Task goal – Continue the Connie Willis book review past its final sentence.

Exercise text –

--------------------------------------------------

Monday, November 26, 2007

Willis at large, part 3

kw: book reviews, science fiction, stories, anthologies

The fourth and fifth sections of The Winds of Marble Arch and other stories by Connie Willis are titled "Parking Fines and Other Violations" and "Royalty", and contain three stories each:
  • Ado – Here the "violations" in question are imposed by every possible special interest group imaginable, making it necessary to edit any piece of literature before presenting it to a college class. In the case of Shakespeare, the only play with anything left is Hamlet, and there is a bit more remaining than the word ado, but not much. I call the story's style "hilarious tragedy".
  • All My Darling Daughters – Ms Willis had a very strong message to get across, and found it necessary to use a horrifically corrupt background against which to make her case. With only slight exaggeration, a college stuck in an orbiting habitat is filled with kids who consider it normal to pursue a fresh orgasm about every twenty minutes, whenever they aren't in class or asleep. A new girl, seemingly innocent, reveals by far the most tragic background when she sends home a toothless, ferretlike animal bred as a male-fetish sex machine to her father, telling the protagonist she still has younger sisters, saying, "You don't really know what sin is."
  • In the Late Cretaceous – Another tragicomedy, about budget cutting on another campus. The portrayal of student attitudes, faculty bemusedness, and administrative doubletalk are searingly accurate.
  • The Curse of Kings – Another puzzler, as far as I am concerned. Which aliens had the planet first? Archaeological discoveries bring the question home, and the rubber really hits the road, when most of the scientists die of a very weird and horrifying virus...or poison.

--------------------------------------------------

Entries provided –

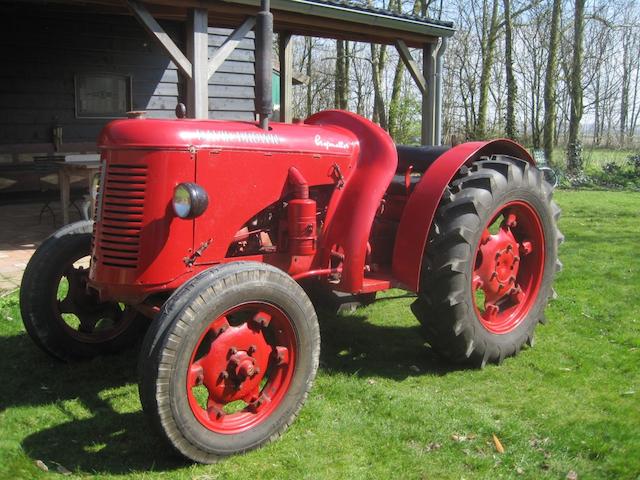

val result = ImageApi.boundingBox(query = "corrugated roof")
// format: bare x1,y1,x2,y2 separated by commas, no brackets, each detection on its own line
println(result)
307,0,453,28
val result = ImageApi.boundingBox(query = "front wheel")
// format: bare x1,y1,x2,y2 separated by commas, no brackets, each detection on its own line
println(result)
139,262,320,463
20,221,149,361
412,156,562,366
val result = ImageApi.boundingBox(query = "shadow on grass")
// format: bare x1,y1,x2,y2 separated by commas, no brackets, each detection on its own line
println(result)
318,299,463,380
0,334,186,474
8,296,460,474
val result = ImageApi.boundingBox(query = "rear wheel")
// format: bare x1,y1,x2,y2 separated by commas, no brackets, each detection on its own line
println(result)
20,221,148,360
412,156,562,366
140,262,320,463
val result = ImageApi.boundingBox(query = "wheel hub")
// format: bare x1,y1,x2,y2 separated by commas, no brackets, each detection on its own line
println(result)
472,202,544,333
187,306,293,433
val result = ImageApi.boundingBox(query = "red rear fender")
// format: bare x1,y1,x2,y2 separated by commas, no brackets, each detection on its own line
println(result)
306,110,398,292
393,139,534,292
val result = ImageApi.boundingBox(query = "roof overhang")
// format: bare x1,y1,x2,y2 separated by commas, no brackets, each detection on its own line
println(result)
30,0,455,47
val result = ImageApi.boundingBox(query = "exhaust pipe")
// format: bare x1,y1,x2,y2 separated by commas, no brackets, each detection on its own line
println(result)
255,0,273,130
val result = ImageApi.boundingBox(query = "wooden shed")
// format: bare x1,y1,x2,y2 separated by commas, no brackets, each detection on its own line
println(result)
0,0,454,198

--------------------------------------------------

Result –
  • Even the Queen – A hilarious tale based on the idea that one day a medicine to safely eliminate menstruation will be discovered. Several strong women talk about their experiences "before" in the presence of a young woman who is committed to a "natural" lifestyle. This must be the author's most popular story. I've read it several times in different places. A hoot.
  • Inn – If I read the subtext aright, Ms Willis's sympathies lie strongly with the liberal, established churches. On this background, we are asked to consider how Mary and Joseph might fare today, knocking on the church's door late on a snowy evening.
There remain nine stories in three sections. I find myself amazed already at the breadth of the author's reach. A word of caution concerning "Darling Daughters": there is an exception to every rule, and this is mine. Normally I don't read a story like this one. Having read it once, many years ago, when my standards were different from today, I remembered the point, and upon rereading I have to agree that its portrait of ugliness and depravity is the appropriate setting for its message.